(Job) Rewrite only the lines starting at the one containing "627, row 590." and ending at the one containing "column 230, row 605", putting "short phrase" wherever "noun phrase" appears and leaving everything else unchanged.

Extracted data entries:
※ ※ ※
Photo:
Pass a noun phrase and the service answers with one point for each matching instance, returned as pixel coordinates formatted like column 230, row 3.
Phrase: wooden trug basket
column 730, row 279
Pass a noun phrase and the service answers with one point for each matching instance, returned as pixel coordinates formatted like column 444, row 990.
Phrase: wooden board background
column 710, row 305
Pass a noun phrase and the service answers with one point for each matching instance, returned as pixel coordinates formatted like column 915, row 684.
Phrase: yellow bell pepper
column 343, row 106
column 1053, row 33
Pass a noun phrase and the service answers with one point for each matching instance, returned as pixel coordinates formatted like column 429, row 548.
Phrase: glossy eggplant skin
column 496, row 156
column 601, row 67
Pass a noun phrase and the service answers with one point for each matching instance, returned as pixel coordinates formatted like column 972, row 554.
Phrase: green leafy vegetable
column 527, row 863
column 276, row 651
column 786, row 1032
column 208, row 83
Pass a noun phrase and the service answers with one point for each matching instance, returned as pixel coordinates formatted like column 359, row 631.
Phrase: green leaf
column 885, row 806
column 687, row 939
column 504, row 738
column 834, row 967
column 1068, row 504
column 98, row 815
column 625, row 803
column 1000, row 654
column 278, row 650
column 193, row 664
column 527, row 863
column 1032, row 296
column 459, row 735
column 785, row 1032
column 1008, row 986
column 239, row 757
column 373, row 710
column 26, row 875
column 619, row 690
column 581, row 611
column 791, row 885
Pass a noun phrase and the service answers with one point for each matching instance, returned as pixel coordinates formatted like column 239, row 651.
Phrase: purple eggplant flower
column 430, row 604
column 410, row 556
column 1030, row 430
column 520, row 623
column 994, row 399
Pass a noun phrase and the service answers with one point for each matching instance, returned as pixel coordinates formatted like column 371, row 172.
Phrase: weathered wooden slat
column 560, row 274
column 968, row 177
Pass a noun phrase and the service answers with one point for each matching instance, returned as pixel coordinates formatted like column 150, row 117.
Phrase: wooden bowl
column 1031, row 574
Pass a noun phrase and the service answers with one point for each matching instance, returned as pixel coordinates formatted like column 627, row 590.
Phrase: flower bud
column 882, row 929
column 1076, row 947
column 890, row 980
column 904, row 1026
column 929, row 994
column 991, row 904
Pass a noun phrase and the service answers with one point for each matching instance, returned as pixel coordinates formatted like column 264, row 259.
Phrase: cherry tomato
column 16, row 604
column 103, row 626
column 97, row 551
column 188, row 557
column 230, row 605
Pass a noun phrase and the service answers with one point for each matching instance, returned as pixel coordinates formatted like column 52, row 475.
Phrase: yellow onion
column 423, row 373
※ ※ ※
(Exercise output)
Pass a short phrase and the service answers with one point for each matching instance, returned as pixel coordinates formatted like column 627, row 590.
Phrase: flower bud
column 882, row 929
column 1076, row 947
column 890, row 980
column 904, row 1026
column 929, row 994
column 991, row 904
Pass a short phrase and the service answers with one point for each matching instance, returned as pixel coordinates formatted like column 264, row 259.
Phrase: cherry tomato
column 16, row 604
column 103, row 626
column 97, row 551
column 188, row 557
column 230, row 605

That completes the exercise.